== To do ==
Your answer should hold exactly the lines from the one with "Target: chimney pot" through the last line of the material below, nothing before and nothing extra.

-------------------------

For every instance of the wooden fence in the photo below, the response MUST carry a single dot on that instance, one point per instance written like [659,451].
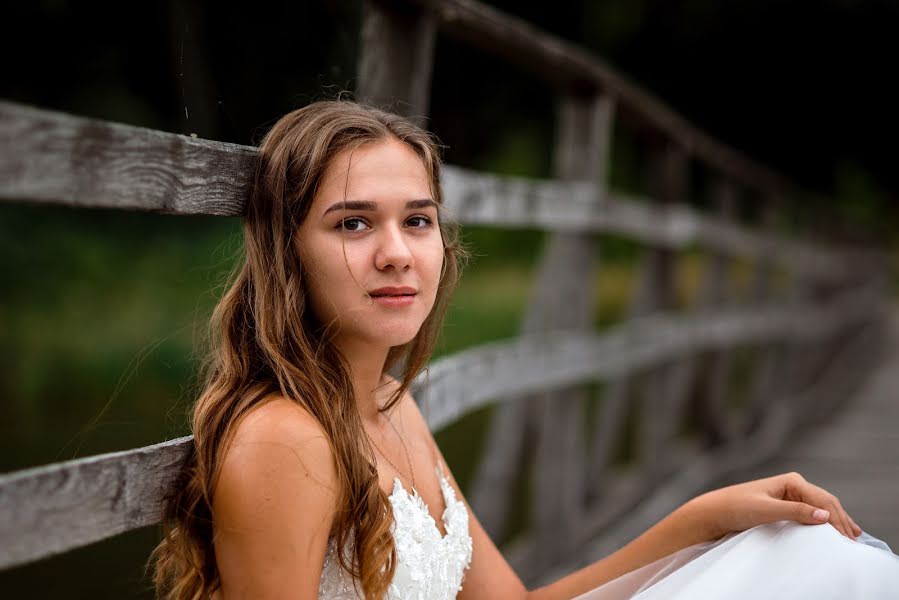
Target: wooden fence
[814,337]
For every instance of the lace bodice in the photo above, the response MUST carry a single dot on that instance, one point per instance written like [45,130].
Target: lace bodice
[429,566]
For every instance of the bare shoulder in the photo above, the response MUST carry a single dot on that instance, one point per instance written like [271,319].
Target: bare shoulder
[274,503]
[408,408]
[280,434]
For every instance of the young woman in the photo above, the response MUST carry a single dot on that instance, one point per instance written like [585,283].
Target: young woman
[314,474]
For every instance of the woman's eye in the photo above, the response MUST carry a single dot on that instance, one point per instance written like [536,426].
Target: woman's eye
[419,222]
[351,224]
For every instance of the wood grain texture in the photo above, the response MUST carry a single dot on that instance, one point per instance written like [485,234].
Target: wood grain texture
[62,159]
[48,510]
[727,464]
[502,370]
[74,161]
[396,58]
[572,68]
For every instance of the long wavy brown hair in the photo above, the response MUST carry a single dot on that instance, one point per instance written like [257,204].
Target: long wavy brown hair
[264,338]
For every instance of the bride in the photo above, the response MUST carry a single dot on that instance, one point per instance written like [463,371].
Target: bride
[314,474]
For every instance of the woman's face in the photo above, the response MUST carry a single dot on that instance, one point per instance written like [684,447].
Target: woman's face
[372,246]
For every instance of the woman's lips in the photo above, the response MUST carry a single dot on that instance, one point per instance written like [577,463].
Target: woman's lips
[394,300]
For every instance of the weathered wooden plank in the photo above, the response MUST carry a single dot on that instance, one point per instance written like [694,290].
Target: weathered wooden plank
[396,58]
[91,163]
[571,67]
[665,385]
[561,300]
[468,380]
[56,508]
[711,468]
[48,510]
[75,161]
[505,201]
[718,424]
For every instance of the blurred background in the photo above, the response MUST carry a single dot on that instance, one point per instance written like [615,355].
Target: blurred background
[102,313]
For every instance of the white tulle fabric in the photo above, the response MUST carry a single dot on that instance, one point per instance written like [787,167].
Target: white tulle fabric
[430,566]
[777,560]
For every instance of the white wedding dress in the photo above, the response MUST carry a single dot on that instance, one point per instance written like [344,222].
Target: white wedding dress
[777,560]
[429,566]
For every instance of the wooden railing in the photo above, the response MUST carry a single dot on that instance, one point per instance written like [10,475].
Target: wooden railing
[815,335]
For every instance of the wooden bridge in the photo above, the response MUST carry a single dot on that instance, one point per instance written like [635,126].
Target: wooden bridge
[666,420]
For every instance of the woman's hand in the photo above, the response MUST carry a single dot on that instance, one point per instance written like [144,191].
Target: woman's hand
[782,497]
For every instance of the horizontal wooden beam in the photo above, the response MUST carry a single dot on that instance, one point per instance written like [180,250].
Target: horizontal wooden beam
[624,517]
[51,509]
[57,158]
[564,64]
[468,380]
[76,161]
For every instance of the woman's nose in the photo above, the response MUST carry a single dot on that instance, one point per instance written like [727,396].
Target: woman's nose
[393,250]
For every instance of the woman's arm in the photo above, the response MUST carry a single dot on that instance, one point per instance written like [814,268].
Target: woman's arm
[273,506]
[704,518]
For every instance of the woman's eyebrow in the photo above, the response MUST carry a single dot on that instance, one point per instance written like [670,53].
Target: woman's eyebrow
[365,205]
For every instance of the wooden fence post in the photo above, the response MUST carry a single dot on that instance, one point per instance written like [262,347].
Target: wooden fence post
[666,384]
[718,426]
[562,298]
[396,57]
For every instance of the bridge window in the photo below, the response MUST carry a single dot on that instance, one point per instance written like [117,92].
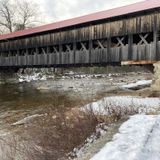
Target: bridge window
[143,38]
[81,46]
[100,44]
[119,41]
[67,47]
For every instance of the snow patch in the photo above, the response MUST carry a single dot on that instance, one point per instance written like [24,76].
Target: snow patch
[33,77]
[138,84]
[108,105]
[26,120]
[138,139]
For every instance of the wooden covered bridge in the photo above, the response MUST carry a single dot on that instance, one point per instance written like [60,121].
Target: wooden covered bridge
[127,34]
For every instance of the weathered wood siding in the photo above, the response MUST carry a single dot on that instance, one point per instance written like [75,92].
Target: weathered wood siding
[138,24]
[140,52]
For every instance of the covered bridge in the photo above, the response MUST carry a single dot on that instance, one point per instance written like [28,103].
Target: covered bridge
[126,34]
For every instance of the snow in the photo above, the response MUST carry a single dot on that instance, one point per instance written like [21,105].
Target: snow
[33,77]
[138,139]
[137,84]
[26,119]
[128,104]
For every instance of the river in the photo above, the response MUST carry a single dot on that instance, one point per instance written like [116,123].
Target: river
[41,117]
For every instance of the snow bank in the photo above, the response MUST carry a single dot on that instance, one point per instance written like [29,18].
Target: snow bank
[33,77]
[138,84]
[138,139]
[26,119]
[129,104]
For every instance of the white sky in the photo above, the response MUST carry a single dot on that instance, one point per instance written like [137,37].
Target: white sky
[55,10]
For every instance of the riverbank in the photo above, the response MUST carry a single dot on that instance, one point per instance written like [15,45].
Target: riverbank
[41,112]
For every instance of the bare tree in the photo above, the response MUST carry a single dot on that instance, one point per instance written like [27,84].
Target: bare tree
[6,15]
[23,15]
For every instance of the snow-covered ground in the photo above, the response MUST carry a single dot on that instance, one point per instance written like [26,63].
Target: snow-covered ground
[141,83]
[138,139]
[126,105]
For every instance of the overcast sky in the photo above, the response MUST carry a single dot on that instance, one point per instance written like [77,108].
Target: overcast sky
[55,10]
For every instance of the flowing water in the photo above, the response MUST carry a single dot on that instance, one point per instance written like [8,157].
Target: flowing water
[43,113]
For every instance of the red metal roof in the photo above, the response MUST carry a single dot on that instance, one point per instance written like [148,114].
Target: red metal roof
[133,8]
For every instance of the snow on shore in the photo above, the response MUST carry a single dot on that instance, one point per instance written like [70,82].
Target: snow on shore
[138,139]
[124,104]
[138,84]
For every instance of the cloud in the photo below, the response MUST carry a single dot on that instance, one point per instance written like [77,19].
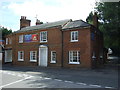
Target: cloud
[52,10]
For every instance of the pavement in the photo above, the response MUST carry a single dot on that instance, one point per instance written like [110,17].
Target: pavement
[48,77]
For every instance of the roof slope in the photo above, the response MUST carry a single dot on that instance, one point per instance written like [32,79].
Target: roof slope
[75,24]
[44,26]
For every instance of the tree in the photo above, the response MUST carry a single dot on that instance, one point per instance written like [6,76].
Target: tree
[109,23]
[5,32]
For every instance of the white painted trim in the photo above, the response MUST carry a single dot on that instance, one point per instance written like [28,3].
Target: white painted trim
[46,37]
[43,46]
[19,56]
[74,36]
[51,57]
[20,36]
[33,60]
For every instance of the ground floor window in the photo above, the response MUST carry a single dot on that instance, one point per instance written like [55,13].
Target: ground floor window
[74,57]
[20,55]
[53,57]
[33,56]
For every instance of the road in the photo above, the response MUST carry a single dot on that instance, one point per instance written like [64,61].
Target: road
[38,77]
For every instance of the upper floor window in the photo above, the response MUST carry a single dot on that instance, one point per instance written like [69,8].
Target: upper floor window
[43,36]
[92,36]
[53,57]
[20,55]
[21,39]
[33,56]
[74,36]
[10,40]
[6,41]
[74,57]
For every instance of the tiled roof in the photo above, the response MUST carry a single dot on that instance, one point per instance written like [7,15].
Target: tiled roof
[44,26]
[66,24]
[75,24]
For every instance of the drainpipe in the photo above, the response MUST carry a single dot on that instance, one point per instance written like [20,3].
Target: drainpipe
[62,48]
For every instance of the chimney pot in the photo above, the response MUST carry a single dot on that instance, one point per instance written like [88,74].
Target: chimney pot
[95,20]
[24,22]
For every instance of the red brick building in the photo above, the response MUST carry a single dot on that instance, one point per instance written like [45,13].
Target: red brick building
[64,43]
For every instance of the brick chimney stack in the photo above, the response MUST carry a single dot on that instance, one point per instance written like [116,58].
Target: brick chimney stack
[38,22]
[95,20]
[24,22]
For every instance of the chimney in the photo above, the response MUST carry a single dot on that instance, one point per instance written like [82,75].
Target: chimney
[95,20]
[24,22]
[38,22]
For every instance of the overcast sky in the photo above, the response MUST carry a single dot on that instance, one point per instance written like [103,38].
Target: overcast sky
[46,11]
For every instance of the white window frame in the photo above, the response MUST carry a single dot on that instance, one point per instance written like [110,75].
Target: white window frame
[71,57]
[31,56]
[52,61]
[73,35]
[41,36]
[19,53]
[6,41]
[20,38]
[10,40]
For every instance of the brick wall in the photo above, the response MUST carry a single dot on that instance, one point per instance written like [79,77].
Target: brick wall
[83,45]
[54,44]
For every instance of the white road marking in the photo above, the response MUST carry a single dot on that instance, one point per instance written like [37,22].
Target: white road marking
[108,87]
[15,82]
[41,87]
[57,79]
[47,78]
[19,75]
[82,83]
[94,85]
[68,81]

-------------------------

== Response for this exercise ==
Target: chimney pot
[95,20]
[24,22]
For every instance of the red brick building in the photo above, the response MUST carry a single dot on that instance, one point per instance written like [45,13].
Target: red brick building
[64,43]
For every instance of the brick chimney stack in the photo above, the response MUST carry a single dot on that instance, one point per instance written like [116,58].
Target: brick chimney stack
[38,22]
[95,20]
[24,22]
For every instance of the chimney in the photo above, the response MUST carry a single dot on that instance, one point per instance written like [82,75].
Target: chimney
[95,20]
[24,22]
[38,22]
For every instance of the overcast sky in the photo above, the response MUST carry a single dot on that instance, one point per instance written like [103,38].
Target: overcast sky
[46,11]
For every instance of the white window frame in the photo above, the response MUST carry a single dot on that instance, one point per instance written like [110,75].
Target: white window frame
[71,57]
[31,56]
[52,61]
[73,35]
[41,36]
[19,53]
[6,41]
[20,38]
[10,40]
For every instance of the brick wall in the photo above, the response MUST carry a single dot on that instance, one point per instance written like [79,77].
Target: brick wall
[83,45]
[54,44]
For every instance of the white road marking in the photo above, the response MUST carry a single dot on that instance, one point per instance written like [37,22].
Target: white road marking
[108,87]
[15,82]
[41,87]
[57,79]
[47,78]
[19,75]
[82,83]
[94,85]
[68,81]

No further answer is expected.